▼

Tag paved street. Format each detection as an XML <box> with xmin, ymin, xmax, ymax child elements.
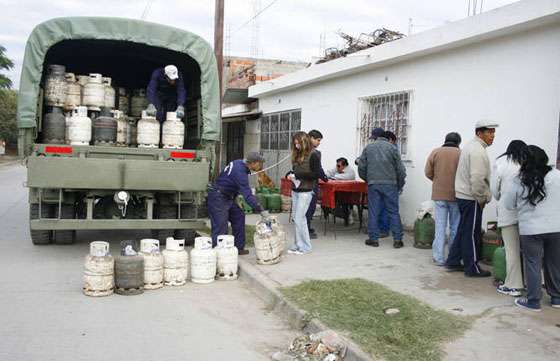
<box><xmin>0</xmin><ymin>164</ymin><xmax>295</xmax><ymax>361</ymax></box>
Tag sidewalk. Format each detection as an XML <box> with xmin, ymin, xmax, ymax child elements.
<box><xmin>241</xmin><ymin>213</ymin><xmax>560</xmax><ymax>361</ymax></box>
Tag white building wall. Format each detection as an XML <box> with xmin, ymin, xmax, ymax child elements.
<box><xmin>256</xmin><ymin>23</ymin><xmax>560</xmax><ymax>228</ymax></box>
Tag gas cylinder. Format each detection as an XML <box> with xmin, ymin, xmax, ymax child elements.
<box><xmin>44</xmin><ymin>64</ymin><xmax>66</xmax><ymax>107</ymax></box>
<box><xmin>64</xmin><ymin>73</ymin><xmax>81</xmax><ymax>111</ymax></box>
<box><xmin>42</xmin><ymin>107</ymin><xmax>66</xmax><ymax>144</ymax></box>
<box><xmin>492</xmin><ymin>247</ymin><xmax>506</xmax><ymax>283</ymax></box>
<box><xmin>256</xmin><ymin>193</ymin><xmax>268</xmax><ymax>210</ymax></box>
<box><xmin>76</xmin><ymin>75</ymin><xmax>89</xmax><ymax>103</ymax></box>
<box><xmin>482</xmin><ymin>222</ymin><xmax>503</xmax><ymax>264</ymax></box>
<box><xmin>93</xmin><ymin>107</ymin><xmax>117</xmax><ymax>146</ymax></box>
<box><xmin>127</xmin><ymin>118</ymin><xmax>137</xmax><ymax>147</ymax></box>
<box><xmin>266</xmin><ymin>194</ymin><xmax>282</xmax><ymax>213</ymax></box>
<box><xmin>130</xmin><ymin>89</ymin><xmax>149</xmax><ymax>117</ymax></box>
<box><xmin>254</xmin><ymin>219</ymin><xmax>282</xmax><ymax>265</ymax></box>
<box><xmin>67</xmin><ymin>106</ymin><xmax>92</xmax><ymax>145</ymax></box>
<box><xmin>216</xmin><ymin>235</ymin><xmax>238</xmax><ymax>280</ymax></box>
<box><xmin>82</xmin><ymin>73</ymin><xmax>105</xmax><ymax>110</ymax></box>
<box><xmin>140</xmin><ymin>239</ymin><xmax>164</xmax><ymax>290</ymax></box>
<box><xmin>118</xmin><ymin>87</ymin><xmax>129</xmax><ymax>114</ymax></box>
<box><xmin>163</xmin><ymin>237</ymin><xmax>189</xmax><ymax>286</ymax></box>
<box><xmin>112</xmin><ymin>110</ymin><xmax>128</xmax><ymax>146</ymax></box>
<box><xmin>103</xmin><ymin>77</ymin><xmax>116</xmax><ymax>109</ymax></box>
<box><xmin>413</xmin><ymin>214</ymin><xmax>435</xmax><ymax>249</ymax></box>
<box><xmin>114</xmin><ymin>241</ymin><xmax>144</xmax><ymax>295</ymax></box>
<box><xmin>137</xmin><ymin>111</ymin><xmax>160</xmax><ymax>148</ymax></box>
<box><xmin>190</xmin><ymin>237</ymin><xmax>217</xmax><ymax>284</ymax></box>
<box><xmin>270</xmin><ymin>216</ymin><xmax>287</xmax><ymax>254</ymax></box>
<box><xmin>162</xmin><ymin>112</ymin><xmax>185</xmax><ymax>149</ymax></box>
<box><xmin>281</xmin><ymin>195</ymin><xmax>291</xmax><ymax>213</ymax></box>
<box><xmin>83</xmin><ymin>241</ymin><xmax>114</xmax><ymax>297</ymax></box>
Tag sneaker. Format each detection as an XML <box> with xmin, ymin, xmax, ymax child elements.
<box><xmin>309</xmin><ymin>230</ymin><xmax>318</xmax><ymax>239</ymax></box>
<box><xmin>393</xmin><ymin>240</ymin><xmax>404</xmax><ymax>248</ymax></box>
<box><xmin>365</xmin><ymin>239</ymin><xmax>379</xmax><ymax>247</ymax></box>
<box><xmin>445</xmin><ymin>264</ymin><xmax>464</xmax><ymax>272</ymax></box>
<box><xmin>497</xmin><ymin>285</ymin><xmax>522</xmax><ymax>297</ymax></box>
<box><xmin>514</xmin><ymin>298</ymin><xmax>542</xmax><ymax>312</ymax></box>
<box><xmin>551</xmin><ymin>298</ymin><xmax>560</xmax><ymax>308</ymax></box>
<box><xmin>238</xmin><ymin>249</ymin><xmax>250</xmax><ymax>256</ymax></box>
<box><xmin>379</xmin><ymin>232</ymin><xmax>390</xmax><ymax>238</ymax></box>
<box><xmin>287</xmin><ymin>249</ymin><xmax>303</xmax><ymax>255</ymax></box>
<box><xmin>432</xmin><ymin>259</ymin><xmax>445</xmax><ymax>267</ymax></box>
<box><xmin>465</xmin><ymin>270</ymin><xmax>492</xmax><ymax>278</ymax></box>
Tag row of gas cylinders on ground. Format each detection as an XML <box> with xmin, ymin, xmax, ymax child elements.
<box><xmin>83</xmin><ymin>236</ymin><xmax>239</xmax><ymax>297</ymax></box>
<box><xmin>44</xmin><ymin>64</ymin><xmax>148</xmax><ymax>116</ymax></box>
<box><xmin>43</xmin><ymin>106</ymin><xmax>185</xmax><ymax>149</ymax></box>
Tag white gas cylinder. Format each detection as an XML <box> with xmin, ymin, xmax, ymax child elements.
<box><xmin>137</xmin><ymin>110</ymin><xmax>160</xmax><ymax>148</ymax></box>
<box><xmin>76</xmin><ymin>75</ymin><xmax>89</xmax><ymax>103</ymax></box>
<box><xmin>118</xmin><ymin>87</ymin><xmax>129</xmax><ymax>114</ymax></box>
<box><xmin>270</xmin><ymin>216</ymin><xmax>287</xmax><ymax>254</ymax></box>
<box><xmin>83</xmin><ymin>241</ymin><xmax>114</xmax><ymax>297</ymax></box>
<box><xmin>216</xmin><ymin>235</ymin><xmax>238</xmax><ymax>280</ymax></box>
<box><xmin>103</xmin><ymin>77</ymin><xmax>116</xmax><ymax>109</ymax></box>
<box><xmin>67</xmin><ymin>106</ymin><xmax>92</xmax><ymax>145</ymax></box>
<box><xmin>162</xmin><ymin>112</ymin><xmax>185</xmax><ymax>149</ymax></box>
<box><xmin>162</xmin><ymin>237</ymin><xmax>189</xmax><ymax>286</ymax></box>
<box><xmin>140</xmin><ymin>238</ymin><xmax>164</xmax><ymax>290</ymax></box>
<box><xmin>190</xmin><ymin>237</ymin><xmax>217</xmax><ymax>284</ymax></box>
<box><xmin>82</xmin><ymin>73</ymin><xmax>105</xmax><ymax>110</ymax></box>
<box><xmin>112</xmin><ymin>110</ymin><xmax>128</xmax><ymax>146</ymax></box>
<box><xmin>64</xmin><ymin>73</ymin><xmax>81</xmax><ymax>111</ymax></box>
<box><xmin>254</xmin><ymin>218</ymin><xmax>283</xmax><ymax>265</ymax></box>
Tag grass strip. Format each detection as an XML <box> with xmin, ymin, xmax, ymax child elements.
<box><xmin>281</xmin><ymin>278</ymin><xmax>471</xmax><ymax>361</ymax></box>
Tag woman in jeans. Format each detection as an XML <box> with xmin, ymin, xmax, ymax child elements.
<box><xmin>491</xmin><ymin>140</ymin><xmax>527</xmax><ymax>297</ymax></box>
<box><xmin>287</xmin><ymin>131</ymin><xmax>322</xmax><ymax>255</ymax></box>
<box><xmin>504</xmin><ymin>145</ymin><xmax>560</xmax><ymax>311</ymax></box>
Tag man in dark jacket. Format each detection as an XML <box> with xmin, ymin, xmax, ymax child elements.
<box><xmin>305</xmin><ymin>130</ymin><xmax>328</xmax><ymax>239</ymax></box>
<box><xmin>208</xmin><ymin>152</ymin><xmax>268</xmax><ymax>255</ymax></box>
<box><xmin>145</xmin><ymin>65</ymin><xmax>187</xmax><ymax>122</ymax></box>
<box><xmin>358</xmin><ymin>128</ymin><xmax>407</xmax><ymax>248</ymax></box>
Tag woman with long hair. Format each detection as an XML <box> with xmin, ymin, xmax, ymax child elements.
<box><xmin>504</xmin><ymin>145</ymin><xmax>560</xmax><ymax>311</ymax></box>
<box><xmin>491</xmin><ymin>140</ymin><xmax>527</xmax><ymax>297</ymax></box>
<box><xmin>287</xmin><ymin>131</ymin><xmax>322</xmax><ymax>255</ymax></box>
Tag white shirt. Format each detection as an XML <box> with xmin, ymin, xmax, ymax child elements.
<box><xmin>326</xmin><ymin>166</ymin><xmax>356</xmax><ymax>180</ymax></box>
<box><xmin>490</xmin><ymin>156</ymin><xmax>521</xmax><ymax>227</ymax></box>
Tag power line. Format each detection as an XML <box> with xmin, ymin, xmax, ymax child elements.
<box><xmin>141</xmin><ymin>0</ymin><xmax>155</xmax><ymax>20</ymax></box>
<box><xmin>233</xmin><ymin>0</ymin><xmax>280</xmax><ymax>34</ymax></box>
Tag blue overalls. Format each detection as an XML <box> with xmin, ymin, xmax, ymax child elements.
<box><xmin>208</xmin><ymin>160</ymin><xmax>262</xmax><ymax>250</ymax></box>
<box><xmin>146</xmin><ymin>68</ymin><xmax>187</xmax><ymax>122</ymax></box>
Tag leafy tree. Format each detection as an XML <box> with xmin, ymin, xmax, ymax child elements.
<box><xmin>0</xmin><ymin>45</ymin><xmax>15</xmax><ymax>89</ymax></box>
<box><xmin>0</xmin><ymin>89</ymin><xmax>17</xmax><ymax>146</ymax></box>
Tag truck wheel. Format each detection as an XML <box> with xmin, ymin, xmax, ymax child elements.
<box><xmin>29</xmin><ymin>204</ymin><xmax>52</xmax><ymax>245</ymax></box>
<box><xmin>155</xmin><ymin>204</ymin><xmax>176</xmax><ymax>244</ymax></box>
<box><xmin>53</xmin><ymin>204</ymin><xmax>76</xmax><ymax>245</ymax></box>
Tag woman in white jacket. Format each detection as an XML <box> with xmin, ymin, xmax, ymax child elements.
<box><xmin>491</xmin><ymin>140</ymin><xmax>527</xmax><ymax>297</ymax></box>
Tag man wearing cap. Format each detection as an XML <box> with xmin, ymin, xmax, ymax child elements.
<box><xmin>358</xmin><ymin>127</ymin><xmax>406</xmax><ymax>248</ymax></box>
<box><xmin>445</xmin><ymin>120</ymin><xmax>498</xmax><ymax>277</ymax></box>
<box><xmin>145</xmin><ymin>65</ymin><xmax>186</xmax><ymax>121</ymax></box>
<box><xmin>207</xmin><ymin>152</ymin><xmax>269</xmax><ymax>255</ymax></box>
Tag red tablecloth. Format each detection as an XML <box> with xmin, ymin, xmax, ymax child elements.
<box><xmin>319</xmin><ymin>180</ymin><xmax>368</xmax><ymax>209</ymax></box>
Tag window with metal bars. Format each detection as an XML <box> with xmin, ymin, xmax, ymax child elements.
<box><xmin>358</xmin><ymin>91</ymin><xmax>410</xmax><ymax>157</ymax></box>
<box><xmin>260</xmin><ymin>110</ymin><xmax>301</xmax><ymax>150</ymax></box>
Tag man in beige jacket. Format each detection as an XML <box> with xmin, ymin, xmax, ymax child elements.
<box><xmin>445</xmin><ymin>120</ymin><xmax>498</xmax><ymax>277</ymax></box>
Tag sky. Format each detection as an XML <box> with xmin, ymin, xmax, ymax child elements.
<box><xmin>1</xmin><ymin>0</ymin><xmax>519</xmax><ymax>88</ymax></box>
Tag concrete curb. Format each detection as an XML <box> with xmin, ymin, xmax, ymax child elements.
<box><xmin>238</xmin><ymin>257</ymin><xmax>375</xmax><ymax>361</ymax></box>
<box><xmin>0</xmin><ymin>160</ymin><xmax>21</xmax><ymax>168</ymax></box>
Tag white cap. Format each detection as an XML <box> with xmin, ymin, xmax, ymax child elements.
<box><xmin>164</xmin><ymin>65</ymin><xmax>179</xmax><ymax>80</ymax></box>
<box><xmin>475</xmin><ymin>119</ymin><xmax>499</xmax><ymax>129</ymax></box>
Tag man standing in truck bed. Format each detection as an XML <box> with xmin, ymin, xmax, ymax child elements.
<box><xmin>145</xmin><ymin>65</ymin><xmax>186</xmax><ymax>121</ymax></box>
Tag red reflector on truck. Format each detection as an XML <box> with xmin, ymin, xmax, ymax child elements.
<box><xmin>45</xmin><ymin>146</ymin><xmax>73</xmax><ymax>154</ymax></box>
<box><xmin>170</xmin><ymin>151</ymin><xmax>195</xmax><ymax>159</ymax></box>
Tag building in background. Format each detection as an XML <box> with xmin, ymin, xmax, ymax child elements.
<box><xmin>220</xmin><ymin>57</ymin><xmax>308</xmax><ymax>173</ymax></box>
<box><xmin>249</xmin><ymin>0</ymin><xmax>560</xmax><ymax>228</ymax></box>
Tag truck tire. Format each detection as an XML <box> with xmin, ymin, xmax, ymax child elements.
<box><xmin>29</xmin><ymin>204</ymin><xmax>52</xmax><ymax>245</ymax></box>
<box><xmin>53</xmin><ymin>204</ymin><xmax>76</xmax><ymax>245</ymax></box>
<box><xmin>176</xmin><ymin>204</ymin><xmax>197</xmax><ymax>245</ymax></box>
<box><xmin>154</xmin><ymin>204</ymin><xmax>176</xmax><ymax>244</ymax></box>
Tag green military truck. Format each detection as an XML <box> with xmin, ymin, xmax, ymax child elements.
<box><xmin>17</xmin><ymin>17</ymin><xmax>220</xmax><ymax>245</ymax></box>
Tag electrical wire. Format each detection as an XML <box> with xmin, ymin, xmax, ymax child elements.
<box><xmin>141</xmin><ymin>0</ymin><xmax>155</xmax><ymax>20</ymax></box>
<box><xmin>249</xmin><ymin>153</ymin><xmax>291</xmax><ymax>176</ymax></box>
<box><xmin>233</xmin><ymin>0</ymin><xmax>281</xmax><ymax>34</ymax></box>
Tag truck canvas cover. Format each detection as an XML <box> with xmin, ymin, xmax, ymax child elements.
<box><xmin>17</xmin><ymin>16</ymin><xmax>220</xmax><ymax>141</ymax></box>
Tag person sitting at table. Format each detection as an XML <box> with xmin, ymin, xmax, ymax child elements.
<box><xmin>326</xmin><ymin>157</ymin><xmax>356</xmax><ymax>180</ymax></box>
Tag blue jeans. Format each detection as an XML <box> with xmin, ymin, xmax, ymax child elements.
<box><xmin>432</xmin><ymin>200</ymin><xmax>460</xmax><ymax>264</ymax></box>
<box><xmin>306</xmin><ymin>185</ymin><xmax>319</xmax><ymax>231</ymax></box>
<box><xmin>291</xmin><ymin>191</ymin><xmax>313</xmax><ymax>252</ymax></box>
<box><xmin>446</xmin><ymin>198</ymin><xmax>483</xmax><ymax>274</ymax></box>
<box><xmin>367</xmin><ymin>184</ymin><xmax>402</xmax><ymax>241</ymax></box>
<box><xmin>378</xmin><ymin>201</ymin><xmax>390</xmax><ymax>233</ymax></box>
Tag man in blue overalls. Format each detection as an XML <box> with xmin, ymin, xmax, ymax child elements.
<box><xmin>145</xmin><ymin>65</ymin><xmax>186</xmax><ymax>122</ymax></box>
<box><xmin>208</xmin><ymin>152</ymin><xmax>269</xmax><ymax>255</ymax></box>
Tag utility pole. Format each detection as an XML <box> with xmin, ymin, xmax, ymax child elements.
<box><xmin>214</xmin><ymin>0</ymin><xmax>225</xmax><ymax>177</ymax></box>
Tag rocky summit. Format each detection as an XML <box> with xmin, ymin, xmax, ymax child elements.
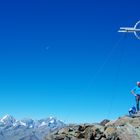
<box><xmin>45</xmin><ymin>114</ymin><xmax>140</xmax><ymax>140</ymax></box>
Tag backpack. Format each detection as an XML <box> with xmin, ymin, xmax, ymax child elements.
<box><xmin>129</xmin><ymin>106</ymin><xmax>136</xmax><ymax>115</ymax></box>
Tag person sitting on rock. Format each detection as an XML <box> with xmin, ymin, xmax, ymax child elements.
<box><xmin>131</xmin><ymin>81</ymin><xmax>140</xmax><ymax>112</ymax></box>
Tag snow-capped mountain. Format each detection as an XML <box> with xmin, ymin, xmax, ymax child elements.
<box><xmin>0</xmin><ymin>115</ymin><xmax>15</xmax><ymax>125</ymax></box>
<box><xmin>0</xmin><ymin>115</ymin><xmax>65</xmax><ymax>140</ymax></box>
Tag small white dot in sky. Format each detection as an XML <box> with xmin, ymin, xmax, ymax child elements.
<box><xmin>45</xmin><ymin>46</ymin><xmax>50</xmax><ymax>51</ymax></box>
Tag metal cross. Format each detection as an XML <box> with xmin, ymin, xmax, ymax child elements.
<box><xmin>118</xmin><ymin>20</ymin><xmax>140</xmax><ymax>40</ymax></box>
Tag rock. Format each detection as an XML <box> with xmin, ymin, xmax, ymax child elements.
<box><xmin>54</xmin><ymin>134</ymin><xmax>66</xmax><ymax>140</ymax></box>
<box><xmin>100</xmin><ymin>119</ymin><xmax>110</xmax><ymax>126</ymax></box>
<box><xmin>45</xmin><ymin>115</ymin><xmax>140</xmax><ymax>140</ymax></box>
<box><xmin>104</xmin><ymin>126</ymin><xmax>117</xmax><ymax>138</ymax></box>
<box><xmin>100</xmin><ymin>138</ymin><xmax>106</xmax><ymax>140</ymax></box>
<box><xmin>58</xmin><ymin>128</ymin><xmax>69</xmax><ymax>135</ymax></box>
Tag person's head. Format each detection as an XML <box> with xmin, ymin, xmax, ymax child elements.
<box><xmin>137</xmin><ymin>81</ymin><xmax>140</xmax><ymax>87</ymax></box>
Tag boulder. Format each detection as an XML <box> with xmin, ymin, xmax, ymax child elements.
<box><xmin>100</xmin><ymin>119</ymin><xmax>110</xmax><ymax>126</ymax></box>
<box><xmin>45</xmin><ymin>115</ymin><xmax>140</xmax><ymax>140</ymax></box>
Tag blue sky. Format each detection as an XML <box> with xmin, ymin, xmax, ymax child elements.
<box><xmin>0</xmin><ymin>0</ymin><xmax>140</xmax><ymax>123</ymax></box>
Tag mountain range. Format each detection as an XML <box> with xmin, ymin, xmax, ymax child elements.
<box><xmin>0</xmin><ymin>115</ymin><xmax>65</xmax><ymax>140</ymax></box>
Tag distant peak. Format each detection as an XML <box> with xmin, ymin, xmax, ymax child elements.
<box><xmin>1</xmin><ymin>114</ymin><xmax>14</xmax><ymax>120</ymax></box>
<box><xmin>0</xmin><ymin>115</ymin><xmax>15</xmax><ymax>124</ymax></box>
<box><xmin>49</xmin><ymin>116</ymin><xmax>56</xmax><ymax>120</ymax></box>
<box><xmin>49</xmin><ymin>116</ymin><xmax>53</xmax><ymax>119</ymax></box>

▲

▶ **Required action**
Please return the span of lines above that opens with the one containing "Tag blue sky." and closes with the final line, both included, exactly as written and nothing more.

▶ **Result of the task**
Tag blue sky. Format each detection as an XML <box> with xmin, ymin, xmax, ymax child elements.
<box><xmin>0</xmin><ymin>0</ymin><xmax>140</xmax><ymax>123</ymax></box>
Tag mountain range. Format each detection as an XML <box> with xmin, ymin, xmax, ymax child elements.
<box><xmin>0</xmin><ymin>115</ymin><xmax>65</xmax><ymax>140</ymax></box>
Tag distant peak. Format each detection as an XML <box> with xmin, ymin, xmax, ymax child elements.
<box><xmin>1</xmin><ymin>114</ymin><xmax>14</xmax><ymax>120</ymax></box>
<box><xmin>0</xmin><ymin>115</ymin><xmax>15</xmax><ymax>124</ymax></box>
<box><xmin>49</xmin><ymin>116</ymin><xmax>56</xmax><ymax>120</ymax></box>
<box><xmin>49</xmin><ymin>116</ymin><xmax>53</xmax><ymax>119</ymax></box>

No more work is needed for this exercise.